▶ _Problem to solve_:
Nothing but the lines from the one with "compact form (918,810)." to the final line should be returned, each exactly as it appears.

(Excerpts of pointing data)
□ □ □ □ □
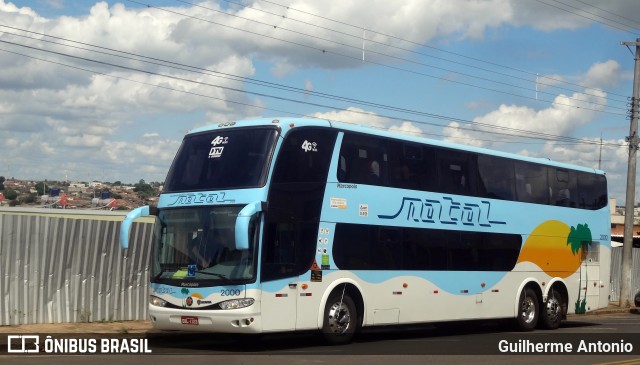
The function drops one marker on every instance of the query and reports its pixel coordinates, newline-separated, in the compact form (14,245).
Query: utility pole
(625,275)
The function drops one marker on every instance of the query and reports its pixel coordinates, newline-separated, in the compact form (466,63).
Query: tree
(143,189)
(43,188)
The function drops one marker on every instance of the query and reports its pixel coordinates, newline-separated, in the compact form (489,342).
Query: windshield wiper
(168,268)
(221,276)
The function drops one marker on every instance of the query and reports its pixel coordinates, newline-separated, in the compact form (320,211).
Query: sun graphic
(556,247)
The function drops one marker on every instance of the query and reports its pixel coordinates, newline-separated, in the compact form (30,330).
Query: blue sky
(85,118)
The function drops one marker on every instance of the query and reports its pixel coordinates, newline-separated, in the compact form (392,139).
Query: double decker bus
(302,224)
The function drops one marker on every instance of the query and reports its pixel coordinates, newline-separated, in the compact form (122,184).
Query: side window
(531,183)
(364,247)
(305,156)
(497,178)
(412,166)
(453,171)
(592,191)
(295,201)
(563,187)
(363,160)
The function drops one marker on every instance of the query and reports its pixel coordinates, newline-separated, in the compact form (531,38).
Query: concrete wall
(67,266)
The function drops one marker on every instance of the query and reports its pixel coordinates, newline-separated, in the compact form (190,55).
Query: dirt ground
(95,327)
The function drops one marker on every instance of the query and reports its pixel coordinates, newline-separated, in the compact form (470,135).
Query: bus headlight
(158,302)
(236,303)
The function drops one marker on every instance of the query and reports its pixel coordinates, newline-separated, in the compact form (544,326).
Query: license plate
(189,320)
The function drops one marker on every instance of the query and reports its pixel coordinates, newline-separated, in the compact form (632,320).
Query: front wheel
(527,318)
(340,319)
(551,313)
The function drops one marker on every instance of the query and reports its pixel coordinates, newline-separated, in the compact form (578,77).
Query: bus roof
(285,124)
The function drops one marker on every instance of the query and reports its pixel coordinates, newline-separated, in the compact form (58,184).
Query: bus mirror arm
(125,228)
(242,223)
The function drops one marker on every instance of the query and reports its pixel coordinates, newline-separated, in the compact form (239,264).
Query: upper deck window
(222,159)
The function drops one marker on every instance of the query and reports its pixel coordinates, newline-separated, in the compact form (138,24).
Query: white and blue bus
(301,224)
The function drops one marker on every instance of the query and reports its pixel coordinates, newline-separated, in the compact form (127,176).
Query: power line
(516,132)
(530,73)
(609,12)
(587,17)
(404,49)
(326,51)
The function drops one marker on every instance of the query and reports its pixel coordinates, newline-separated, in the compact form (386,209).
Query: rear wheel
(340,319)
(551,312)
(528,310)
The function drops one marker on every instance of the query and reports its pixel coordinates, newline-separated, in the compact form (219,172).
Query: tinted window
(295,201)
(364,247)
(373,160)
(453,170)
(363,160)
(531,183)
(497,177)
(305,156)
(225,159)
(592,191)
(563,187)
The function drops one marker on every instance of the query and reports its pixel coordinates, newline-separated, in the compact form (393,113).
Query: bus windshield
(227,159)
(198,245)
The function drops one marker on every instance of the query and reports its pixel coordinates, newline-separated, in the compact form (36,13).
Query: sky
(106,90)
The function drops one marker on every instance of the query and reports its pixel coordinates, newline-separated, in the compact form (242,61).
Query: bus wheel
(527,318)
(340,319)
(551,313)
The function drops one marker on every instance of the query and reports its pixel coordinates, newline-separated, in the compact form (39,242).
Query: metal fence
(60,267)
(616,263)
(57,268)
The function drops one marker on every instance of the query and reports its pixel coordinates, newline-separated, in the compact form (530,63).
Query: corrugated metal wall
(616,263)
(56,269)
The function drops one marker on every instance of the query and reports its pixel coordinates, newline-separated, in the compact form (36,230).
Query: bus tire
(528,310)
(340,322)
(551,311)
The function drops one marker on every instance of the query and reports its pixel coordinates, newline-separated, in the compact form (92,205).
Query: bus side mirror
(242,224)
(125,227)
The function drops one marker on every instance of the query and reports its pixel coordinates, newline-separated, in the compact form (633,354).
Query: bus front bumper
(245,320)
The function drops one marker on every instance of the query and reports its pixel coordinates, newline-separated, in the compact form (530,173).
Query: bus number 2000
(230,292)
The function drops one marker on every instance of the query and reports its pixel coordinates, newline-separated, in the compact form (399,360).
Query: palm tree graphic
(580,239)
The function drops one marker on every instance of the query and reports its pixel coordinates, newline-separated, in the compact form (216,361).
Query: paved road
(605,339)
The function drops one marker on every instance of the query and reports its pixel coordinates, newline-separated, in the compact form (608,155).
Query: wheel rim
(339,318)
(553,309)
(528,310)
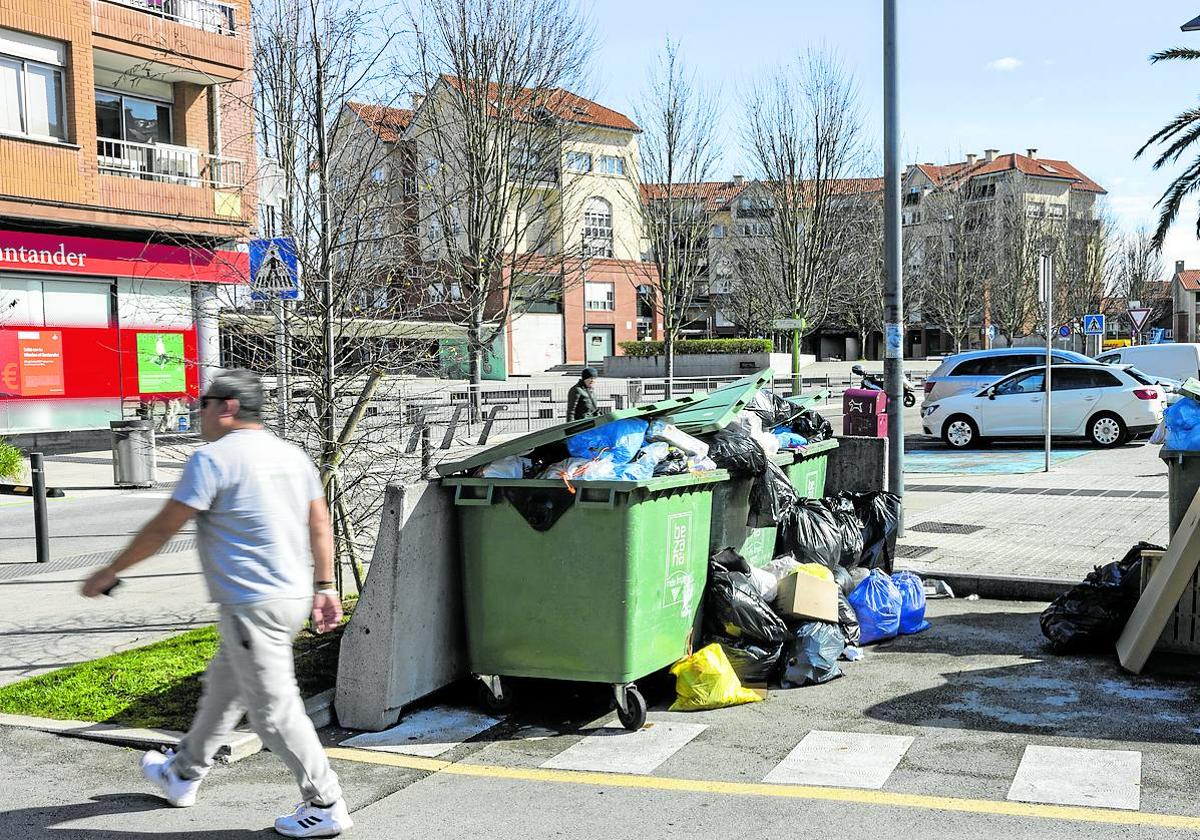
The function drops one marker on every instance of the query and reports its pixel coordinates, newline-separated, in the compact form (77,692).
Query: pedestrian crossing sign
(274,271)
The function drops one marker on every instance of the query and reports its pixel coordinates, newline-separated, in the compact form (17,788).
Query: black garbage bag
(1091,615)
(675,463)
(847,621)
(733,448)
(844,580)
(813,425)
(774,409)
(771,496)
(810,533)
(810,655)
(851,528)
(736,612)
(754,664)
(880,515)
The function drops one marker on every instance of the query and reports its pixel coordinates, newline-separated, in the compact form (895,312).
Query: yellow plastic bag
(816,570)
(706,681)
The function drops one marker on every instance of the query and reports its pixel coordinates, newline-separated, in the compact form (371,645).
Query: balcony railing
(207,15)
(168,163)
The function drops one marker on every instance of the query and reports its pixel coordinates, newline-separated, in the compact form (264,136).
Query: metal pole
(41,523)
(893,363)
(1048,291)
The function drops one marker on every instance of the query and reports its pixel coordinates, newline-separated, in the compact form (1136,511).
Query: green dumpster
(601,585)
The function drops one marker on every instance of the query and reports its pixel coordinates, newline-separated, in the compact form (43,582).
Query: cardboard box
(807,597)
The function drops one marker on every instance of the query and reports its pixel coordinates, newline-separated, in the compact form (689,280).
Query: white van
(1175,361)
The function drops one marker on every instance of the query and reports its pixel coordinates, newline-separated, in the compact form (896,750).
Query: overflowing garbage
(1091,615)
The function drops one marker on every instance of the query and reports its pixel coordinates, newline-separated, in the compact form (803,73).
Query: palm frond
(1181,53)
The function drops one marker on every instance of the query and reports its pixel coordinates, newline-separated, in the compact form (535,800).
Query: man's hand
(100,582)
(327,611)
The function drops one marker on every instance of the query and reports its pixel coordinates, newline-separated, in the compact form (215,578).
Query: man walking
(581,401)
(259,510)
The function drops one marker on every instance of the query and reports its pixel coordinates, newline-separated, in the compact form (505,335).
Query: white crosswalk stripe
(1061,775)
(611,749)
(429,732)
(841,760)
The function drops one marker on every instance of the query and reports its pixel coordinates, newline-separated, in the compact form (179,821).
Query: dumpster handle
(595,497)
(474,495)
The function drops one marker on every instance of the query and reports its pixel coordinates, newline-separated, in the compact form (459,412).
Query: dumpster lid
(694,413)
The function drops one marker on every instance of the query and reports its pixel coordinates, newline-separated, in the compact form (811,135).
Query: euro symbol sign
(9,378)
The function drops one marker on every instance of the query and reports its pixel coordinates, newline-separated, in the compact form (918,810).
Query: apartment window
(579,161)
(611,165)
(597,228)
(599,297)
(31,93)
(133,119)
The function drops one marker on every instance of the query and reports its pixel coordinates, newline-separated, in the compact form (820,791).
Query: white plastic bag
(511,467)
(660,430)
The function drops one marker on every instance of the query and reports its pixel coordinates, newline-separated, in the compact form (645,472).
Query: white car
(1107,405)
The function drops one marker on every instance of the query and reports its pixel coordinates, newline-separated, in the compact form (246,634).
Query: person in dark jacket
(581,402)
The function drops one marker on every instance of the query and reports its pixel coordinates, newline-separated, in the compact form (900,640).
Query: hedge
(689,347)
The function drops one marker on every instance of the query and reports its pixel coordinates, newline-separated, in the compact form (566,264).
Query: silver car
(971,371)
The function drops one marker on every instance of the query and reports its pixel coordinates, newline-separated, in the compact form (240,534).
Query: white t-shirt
□ □ □ □ □
▶ _Expected output_:
The function drops one marker on every instance of the query and reports its pixel coordinates, newline-separated, in the compact form (918,810).
Query: apartment window
(579,161)
(611,165)
(597,228)
(599,297)
(31,93)
(133,119)
The function drops one marker on every instance of the query and reports its pixel coordinates, newline-separated, in the compact form (820,791).
Query: white plastic bag
(511,467)
(660,430)
The function drops one marker on every instance of the query and reports its pixel coordinates, newline-separated, in the compact form (645,472).
Query: white car
(1107,405)
The function drops one marker on every instance of the query and reports its pixel coordinates, newline-separated, in the compact form (246,634).
Query: person in dark jacket
(581,402)
The function drops one marker on every instance of the query and reports its pixel coordinates, newline-separated, in the compact form (900,640).
Query: hedge
(689,347)
The function drops one marker on every instance of the query and reports its pixel coordinates, newline-separated, in the compact form (566,264).
Query: silver car
(971,371)
The function drops one marker on every instance of the query and reports its pixel coordinates, newline-separated, in the compact form (240,534).
Query: white t-shirt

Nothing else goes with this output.